## OBJECTIVE
Reproduce the records below in full, swapping each occurrence of "pinpoint" for "locate" and leaving everything else unchanged.

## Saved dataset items
***

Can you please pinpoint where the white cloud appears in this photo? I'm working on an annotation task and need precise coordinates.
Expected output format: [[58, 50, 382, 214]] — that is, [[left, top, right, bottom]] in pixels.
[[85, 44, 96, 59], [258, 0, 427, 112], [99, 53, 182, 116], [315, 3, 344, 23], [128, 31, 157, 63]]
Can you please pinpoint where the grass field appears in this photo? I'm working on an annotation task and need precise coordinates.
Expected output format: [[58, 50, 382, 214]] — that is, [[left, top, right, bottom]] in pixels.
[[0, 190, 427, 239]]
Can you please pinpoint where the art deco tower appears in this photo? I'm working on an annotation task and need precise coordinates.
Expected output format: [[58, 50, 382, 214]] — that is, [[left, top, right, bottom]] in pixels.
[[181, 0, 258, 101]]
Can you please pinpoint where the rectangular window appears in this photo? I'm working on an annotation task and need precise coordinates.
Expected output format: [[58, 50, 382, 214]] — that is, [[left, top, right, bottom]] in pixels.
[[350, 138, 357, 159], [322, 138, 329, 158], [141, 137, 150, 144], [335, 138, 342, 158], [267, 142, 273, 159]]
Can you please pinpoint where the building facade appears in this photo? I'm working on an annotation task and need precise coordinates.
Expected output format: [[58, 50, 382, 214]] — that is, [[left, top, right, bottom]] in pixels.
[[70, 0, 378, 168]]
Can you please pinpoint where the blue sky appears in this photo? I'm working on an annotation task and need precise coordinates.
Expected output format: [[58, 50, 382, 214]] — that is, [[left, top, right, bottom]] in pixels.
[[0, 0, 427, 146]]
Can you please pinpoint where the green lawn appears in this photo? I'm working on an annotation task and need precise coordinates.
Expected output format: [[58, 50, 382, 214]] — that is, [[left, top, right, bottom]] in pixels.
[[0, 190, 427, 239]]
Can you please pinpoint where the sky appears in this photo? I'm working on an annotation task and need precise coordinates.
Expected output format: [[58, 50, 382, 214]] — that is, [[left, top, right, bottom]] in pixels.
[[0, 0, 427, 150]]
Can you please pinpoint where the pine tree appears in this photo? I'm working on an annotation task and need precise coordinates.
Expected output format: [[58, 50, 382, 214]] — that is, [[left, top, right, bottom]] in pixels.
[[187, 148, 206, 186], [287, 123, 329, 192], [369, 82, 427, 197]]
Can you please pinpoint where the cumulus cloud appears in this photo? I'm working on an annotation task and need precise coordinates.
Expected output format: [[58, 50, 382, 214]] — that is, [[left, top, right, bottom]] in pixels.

***

## TASK RESPONSE
Can you please locate where the white cloud appears in this photo? I'm working on an annotation task and need precise coordinates.
Expected output format: [[58, 50, 382, 214]] — that is, [[left, top, right, bottom]] in pixels.
[[85, 44, 96, 59], [258, 0, 427, 112], [99, 53, 182, 116], [315, 3, 344, 23], [128, 31, 157, 63]]
Can you please locate where the grass field appears in this photo? I'm working on an annotation task and need precise coordinates.
Expected output format: [[58, 50, 382, 214]] — that is, [[left, top, right, bottom]] in pixels.
[[0, 190, 427, 239]]
Can you please locate where the art deco tower appears in this photo? I'm working on an annotation task and need precise coordinates.
Expected output format: [[58, 50, 382, 214]] — that is, [[left, top, right, bottom]] in pixels.
[[181, 0, 258, 101]]
Can you please locate where the rectangular window appears in this photo? I'm working on an annotation task and need precise coordinates.
Expected output format: [[58, 50, 382, 214]] — that is, [[left, top, right, bottom]] in pixels.
[[350, 138, 357, 159], [322, 138, 329, 158], [141, 137, 150, 144], [335, 138, 342, 158], [267, 142, 273, 159]]
Can you please locate where the building facade appears in this photo? I'm working on an annotation task and need precise coordinates.
Expected output format: [[58, 50, 382, 214]] — that is, [[left, top, right, bottom]] in pixels.
[[70, 0, 378, 168]]
Can you please locate where the blue sky appears in this photo? I'm working on an annotation task and need precise coordinates.
Expected output format: [[58, 50, 382, 214]] — that is, [[left, top, right, bottom]] in pixels.
[[0, 0, 427, 146]]
Can you please locate where the green lawn appears in this photo? I'm working on an annotation task and need precise coordinates.
Expected output format: [[58, 50, 382, 214]] — that is, [[left, top, right, bottom]] in pixels.
[[0, 190, 427, 239]]
Can you please locate where the sky appears in this photo? I'm working on an annotation task and need precise coordinates.
Expected output format: [[58, 50, 382, 214]] — that is, [[left, top, right, bottom]] in pixels.
[[0, 0, 427, 150]]
Can you please locate where the pine tree appears in this photo? I'm working on an annotation task and need precise coordinates.
Expected output format: [[58, 50, 382, 214]] — that is, [[left, top, right, bottom]] in pixels.
[[187, 148, 206, 186], [287, 123, 329, 192], [369, 82, 427, 197]]
Can you please locate where the cumulus cloud appears in this photo? I'm working on an annotation task and need precise coordinates.
Expected output format: [[58, 50, 382, 214]] — that is, [[left, top, right, bottom]] in pixels.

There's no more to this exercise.